┌──

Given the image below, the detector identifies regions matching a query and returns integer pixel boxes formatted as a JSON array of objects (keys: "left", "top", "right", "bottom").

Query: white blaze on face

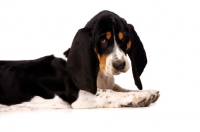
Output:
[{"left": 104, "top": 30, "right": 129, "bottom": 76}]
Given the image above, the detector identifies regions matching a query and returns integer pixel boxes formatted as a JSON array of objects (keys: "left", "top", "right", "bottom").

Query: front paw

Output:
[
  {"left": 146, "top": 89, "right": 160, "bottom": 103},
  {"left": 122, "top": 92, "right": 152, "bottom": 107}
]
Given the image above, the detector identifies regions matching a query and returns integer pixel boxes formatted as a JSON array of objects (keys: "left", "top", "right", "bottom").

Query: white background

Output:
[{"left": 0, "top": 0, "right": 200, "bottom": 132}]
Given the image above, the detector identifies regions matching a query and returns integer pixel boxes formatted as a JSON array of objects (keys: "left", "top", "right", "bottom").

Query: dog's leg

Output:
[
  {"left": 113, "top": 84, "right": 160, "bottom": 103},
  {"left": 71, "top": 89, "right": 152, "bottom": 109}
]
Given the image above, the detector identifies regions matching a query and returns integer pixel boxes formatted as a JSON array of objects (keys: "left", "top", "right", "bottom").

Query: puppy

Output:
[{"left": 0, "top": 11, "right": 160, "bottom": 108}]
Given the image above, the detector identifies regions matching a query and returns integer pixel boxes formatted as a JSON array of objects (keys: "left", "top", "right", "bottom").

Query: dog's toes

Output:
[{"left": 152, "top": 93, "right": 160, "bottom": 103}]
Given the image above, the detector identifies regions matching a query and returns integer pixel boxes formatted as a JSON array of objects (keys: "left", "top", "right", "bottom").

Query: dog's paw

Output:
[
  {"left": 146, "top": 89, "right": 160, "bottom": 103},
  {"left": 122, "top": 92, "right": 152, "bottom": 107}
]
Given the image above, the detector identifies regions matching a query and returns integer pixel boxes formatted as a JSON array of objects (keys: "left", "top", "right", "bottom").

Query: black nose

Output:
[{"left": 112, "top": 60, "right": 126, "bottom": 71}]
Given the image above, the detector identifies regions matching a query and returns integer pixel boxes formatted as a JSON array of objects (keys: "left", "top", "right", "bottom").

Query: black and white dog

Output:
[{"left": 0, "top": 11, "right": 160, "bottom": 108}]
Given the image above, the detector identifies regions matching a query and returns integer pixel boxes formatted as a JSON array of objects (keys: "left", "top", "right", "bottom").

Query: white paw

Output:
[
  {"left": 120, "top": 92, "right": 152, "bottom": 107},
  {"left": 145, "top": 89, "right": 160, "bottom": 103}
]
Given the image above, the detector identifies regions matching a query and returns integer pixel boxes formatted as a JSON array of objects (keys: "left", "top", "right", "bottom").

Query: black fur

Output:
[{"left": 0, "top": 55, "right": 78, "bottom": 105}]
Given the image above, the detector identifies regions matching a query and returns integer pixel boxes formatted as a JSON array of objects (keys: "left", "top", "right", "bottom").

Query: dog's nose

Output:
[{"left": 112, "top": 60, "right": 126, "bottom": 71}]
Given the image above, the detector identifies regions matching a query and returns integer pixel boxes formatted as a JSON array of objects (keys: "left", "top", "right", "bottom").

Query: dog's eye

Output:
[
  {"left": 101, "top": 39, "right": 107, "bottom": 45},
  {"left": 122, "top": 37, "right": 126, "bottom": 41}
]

└──
┌──

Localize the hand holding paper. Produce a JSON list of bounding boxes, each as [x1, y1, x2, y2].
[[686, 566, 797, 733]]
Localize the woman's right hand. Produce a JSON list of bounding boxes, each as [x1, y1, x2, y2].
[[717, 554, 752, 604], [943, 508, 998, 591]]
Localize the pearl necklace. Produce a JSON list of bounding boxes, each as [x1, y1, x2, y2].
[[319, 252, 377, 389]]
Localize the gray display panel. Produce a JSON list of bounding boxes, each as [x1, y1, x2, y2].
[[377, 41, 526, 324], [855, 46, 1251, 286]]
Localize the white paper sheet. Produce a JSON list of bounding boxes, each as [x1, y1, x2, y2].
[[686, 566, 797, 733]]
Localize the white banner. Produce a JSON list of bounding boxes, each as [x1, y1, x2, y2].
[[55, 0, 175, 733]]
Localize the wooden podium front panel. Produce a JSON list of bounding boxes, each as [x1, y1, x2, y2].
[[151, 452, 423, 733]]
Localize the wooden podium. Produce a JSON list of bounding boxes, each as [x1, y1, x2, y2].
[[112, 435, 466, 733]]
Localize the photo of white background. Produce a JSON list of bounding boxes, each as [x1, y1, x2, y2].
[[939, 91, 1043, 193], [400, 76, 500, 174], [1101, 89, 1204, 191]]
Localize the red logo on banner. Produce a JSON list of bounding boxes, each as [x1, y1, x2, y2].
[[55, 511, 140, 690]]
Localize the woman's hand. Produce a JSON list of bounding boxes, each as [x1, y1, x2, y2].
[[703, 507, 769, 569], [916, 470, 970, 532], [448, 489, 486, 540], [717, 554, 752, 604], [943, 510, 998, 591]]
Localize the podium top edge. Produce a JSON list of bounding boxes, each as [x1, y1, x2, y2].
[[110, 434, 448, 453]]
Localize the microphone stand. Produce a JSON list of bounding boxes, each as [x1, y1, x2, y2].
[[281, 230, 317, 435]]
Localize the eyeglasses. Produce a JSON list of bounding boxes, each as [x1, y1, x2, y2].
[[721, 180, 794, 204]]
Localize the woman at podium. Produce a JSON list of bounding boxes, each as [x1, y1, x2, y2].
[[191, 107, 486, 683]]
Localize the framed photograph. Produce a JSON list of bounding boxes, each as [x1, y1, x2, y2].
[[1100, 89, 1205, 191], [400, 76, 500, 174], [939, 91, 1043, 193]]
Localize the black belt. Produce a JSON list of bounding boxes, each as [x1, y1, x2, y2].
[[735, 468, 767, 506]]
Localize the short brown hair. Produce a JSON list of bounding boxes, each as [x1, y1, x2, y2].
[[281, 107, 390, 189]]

└──
┌──

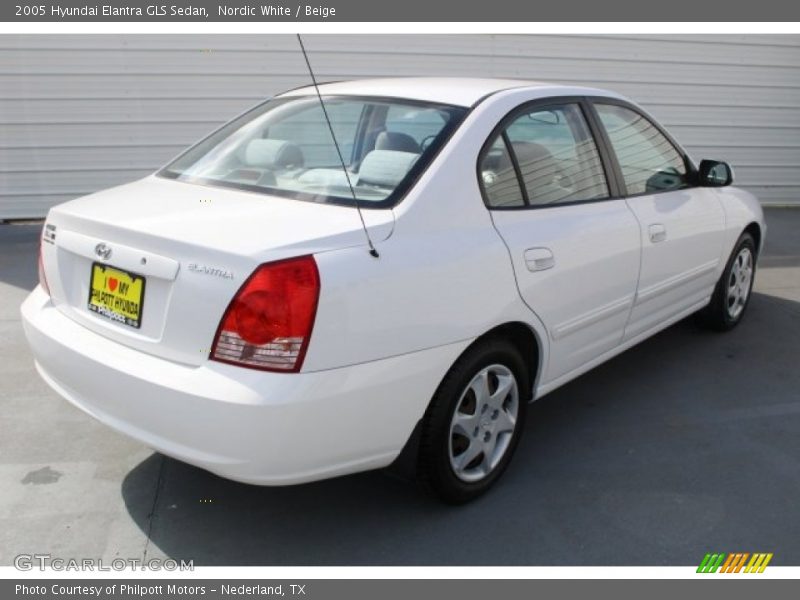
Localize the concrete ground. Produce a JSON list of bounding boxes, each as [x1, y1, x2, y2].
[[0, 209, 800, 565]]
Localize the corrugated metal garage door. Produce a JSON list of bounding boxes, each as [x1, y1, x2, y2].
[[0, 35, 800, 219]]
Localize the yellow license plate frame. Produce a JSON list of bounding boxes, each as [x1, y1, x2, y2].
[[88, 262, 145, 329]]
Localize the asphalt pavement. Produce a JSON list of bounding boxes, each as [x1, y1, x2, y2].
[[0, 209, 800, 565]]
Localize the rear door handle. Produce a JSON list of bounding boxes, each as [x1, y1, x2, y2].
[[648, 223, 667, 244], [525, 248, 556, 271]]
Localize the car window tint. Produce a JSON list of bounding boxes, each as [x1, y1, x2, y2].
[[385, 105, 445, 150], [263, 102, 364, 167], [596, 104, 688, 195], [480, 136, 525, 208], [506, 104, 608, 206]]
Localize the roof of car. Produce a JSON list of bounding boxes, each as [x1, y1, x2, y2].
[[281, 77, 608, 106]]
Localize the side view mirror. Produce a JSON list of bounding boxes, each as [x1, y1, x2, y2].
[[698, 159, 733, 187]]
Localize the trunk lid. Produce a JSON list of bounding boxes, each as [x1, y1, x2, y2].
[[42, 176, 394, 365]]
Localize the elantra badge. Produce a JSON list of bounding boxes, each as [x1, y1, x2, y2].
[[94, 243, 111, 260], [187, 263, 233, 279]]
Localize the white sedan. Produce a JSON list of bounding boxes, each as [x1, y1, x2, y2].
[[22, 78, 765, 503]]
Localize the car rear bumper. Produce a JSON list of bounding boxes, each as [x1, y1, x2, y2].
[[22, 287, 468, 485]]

└──

Return the lines of the data above unchanged, beginning with the line that contains "Localize the white banner." and ending after the line that contains "[[112, 435, 466, 733]]".

Localize the white banner. Produce a JSON list of bounding boxes, each as [x1, y1, x2, y2].
[[55, 0, 175, 733]]
Localize the wooden podium front panel. Produce a JSON list of bounding boxes, each as [x1, y1, x2, y2].
[[151, 452, 423, 733]]
Localize the wooden podium. Produce a JSON list of bounding boxes, each as [x1, y1, x2, y2].
[[112, 435, 466, 733]]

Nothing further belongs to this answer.